START PASSAGE FOR REVIEW
Search This Blog

Labels

Tuesday, August 11, 2015

Prisoners Speak of Brutal Interrogations Over Escapees

From a story located at:

My comment:

Afghan/Iraq war veterans have come home and became cops or guards. A huge increase in
shoot first asks questions later, proliferating all around the country has occurred since their homecoming. Guards in prisons, behaving the same way they were allowed to behave while in those war zones are upon us. Don’t be surprised if they have come home to behave the same way here at home.

More than half a million dead civilians in Iraq have been reported. Three quarters of those deaths listed as death by gunshot. Gunshots inflicted by American forces. No one controlled the troops. Military commanders turned a blind eye. Killers became very practiced at covering up for each other. Those veterans have come home and joined our police forces. They live next door to you.

Thousands of PTSD victims have come home and diagnosed insane. They are so insane they have been placed on no-buy gun lists because they are a danger to themselves and others. A diagnosis of PTSD has not kept them from becoming cops though. Many have PTSD because of the guilt they bear for what they did in Iraq. Murder became commonplace in that war and now they have joined the Police forces of America.

I wonder, has anyone done a study of these rogue cops and guards to see if they are Iraqi veterans? How many of these cops shooting unarmed people have served in Iraq? How many guards, as the ones in this story, beating people up, practiced this behavior overseas before coming home?

The growth of violence within our police forces parallels the return of our recent veterans. Killing people for no reason, beating people up because they deserved it, mirrors the excuses given by our troops and commanders in Afghanistan and Iraq.

Now that these war criminals have joined Police and Security guard professions here at home, we see ever-increasing reports of murder and mayhem spreading in all corners of our society. Many of the comments to this story speak to how prisoners DESERVE inhumane treatment by prison guard thugs beating up helpless people.


I wonder how many of these commentators were Iraqi veterans? I wonder how much of their behavior came home with them to be practiced on our citizens. The sickness of Iraq will be with us for many more years in ways difficult to measure. Welcome home troops! We’re all holding our breath.
END PASSAGE FOR REVIEW
START EXERCISE DATA
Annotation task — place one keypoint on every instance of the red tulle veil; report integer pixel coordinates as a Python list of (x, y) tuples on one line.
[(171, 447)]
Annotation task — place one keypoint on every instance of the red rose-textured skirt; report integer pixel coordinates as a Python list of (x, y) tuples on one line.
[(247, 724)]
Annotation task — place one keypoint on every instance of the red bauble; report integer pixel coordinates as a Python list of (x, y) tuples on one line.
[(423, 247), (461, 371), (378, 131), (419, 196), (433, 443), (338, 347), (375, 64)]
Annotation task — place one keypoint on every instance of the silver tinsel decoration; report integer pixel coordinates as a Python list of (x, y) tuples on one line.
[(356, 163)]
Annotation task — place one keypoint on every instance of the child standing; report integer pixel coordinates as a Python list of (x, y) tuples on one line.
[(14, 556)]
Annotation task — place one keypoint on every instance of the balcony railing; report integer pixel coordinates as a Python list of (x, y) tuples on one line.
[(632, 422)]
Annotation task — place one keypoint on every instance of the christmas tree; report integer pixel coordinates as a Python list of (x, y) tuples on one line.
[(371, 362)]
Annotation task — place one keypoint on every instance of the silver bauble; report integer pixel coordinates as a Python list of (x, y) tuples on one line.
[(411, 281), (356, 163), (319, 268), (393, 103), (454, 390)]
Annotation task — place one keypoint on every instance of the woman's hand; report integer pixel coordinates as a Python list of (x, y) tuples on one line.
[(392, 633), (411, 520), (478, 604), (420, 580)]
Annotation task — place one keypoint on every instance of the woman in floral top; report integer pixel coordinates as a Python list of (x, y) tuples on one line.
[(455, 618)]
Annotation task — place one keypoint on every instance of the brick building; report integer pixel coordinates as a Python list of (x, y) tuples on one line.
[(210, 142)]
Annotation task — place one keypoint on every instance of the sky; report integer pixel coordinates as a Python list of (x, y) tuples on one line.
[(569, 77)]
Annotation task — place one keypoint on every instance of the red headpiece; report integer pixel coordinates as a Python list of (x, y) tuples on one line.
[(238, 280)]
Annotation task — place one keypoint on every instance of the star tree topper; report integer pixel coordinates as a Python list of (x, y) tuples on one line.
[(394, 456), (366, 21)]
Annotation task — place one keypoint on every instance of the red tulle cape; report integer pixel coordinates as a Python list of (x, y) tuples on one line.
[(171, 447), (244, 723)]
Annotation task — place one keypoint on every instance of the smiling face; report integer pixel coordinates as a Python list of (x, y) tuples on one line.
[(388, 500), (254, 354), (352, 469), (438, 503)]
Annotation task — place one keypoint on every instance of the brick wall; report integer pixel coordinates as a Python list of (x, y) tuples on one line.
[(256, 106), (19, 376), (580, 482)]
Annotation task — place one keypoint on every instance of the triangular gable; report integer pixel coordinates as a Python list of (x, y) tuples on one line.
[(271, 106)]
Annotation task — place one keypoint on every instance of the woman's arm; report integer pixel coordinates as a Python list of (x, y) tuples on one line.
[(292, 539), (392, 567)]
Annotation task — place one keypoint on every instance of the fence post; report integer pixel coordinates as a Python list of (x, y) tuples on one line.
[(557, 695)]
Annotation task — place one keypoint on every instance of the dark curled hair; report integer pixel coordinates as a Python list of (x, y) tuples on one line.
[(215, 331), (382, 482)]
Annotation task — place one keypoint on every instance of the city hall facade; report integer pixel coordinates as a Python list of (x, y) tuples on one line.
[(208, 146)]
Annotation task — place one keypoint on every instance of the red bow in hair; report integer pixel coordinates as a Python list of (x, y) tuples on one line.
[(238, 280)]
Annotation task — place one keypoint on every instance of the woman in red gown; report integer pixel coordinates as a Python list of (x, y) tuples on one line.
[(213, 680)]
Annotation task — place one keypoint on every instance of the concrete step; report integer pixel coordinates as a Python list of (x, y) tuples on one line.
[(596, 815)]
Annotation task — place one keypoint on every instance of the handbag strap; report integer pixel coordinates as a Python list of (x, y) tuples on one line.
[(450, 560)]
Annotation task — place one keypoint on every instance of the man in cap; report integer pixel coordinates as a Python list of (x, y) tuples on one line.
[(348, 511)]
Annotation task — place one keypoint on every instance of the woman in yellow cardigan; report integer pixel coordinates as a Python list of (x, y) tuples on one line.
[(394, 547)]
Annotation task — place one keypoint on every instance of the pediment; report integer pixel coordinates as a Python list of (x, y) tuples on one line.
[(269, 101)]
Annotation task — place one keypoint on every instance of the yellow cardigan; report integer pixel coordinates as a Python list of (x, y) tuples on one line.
END EXERCISE DATA
_EXERCISE DESCRIPTION_
Decide whether each statement agrees with the blog post about prison interrogations. Answer yes or no and quote the words of the post that settle it. 1. The writer says many of the comments on the story hold that prisoners deserve inhumane treatment. 2. The writer reports that three quarters of the civilian deaths in Iraq were caused by bombing. 3. The writer states that a diagnosis of PTSD has kept veterans from becoming police officers.

_YOUR RESPONSE_
1. Yes: "Many of the comments to this story speak to how prisoners DESERVE inhumane treatment by prison guard thugs beating up helpless people."
2. No: "Three quarters of those deaths listed as death by gunshot."
3. No: "A diagnosis of PTSD has not kept them from becoming cops though."